Afuera del cuarto, a sólo un par de metros, la única persona presente era John
Berryman.
Berryman
escribiría después varias veces sobre Thomas en diversos poemas. Y le dedicó
una elegía: “In memoriam (1914-1853)” y un ensayo estupendo, “La sonora colina
de Gales”, que sería recogido en el volumen de ensayos The Freedom of the Poet
(La libertad del poeta), publicado en 1976, cuatro años después de la muerte de
Berryman, tan prematura como la de Thomas.
V
Estados
Unidos es, por desgracia, un país con muy poca memoria cuando se trata de
recordar a sus grandes escritores. Berryman no recibirá en su patria ni la
mitad de atención que Thomas recibe en la Gran Bretaña. Pero aunque los
reflectores lo soslayen brilla con luz propia. Gran estudioso de Shakespeare,
gran poeta y crítico literario, en nuestra lengua poco a poco crece el número
de sus lectores.
Uno
de ellos era Octavio Paz, que conoció a Berryman en el Festival Internacional
de Poesía de Spoleto, Italia, en 1967.
Otro,
José Emilio Pacheco, que tradujo tres o cuatro poemas recogidos en
Aproximaciones.
Y
dos más: Luis Miguel Aguilar, traductor de una docena de sus poemas a finales
de los años setenta, y Hernán Bravo Varela, quien hace cuatro años publicó
algunas versiones en la revista Letras Libres.

Datos para ubicar puntos

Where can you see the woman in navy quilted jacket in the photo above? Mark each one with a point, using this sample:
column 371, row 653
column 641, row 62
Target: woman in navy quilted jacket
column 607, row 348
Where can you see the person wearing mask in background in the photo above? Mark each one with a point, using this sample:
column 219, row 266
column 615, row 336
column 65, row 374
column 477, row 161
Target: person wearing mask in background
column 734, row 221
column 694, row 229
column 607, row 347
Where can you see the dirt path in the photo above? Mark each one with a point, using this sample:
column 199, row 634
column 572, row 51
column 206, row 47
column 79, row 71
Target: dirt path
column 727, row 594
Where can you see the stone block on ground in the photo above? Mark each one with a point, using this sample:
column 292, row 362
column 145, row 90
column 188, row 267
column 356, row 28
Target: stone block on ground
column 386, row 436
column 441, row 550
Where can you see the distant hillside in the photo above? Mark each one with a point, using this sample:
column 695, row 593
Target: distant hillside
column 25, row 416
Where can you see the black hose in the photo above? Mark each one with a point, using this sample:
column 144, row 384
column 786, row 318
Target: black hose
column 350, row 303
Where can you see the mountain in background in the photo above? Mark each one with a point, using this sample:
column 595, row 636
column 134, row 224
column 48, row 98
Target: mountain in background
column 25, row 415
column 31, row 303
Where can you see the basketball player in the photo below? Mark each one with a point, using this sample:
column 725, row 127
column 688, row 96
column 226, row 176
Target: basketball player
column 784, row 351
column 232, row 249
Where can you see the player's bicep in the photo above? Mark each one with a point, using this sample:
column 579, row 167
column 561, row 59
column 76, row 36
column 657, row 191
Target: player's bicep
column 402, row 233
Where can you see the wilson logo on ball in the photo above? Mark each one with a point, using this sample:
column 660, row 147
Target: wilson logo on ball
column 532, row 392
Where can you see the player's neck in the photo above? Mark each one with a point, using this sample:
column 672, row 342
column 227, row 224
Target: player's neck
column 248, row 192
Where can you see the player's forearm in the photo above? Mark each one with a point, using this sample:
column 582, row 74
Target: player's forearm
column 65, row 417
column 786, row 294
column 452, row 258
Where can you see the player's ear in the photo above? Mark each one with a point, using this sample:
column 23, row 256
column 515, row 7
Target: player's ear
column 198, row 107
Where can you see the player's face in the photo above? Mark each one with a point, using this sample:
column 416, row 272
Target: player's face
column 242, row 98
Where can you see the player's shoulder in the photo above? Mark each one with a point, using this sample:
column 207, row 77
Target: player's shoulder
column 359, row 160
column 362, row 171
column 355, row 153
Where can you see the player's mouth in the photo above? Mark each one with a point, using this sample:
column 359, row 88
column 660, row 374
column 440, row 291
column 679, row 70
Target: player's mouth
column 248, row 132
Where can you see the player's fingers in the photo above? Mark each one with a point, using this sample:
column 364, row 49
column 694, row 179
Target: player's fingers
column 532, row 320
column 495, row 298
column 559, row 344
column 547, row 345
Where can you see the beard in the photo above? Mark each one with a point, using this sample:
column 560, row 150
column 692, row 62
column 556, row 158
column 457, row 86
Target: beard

#### [Tarea 1]
Contesta según el fragmento:
(a) ¿Cómo se llama el ensayo que Berryman escribió sobre Thomas?
(b) ¿Dónde y en qué año conoció Octavio Paz a Berryman?
(c) ¿En qué revista publicó Hernán Bravo Varela sus versiones?
#### [Tarea 2]
Extrae del fragmento, sin cambiar nada, todo lo que va desde "Afuera del cuarto, a" hasta "la de Thomas.".

#### [Tu respuesta 1]
(a) "La sonora colina de Gales".
(b) En el Festival Internacional de Poesía de Spoleto, Italia, en 1967.
(c) En la revista Letras Libres.

#### [Tu respuesta 2]
Afuera del cuarto, a sólo un par de metros, la única persona presente era John
Berryman.
Berryman
escribiría después varias veces sobre Thomas en diversos poemas. Y le dedicó
una elegía: “In memoriam (1914-1853)” y un ensayo estupendo, “La sonora colina
de Gales”, que sería recogido en el volumen de ensayos The Freedom of the Poet
(La libertad del poeta), publicado en 1976, cuatro años después de la muerte de
Berryman, tan prematura como la de Thomas.